(Stored records)

Start of Block

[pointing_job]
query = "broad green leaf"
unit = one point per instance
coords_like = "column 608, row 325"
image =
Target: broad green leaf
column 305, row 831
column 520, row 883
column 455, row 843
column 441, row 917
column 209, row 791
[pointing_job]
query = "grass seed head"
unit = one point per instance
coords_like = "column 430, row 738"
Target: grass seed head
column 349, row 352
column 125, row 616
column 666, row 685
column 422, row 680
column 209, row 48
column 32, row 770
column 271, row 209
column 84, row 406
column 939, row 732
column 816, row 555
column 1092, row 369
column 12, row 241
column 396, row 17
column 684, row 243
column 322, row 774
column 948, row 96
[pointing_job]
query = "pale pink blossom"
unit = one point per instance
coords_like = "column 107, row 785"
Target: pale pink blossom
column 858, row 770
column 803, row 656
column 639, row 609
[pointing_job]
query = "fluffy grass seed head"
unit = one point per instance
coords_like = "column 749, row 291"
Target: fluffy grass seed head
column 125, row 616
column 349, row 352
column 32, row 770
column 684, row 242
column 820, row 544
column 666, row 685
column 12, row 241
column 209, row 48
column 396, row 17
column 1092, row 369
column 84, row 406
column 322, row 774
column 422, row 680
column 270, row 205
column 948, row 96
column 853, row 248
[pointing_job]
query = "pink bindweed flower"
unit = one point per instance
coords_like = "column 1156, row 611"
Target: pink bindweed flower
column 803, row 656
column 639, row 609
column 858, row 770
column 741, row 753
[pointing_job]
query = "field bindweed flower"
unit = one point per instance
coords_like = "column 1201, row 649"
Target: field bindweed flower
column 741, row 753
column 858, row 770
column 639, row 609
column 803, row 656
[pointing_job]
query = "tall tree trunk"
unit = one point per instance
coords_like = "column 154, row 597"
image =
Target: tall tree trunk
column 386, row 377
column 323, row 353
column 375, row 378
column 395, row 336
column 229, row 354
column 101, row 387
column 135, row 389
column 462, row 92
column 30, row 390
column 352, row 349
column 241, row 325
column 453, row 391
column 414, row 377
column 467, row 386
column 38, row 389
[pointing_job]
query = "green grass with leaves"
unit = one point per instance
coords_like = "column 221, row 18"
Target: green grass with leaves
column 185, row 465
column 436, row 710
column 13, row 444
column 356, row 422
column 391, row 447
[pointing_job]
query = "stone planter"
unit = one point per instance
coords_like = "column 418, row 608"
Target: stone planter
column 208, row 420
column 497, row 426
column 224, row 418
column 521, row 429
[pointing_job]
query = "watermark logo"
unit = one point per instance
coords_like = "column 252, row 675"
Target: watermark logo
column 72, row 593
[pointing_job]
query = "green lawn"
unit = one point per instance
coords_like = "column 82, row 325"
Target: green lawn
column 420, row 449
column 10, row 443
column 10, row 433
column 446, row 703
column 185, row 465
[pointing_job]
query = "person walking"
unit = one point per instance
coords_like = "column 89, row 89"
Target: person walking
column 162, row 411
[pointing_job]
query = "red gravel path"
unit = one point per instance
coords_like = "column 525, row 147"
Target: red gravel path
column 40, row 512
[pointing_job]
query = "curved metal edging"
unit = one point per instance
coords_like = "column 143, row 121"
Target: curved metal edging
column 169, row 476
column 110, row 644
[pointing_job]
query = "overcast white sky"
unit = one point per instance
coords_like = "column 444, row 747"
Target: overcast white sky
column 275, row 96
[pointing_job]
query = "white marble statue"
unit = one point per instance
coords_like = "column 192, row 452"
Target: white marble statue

End of Block

Work instructions:
When a line among the entries contains "statue", pull that line out.

Response area:
query = "white marble statue"
Target: white marble statue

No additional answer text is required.